Saved data entries:
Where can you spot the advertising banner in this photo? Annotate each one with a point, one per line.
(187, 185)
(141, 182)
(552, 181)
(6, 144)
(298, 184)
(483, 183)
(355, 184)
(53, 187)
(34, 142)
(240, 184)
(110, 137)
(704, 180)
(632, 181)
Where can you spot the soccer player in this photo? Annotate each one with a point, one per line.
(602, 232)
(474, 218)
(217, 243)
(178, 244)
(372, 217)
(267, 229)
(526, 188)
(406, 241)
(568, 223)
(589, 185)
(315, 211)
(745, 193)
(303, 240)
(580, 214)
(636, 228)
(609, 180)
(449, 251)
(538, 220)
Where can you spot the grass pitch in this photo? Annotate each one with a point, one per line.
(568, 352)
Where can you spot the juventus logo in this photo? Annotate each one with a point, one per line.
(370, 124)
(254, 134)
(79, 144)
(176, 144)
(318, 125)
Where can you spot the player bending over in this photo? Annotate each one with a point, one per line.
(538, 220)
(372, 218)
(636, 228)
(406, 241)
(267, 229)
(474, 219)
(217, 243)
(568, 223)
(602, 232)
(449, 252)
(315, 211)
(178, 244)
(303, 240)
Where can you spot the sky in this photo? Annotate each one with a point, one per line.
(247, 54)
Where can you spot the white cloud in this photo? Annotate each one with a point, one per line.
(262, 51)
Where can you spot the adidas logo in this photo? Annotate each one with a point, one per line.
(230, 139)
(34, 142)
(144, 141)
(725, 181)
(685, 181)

EXERCISE
Reproduce word for word the lines of the records starting with the line that contains "Where can you spot the white" and going on through the end of the records.

SOLUTION FOR THIS TASK
Where can you spot the white cloud in this photo? Annotate each one with a point, one per line.
(262, 51)
Where can you spot the adidas logo in this photo? Annotate each one with a point, one per line.
(230, 139)
(34, 142)
(144, 141)
(725, 181)
(685, 181)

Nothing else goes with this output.